Source records
Content starts

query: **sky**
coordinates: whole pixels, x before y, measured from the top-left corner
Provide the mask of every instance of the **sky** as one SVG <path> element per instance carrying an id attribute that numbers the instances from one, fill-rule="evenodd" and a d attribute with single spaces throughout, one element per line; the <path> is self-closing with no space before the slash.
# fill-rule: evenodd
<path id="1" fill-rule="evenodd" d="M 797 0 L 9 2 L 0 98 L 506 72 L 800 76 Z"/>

Content ends

Across these entries, count each line where the string "before" shows up. Give only the count.

2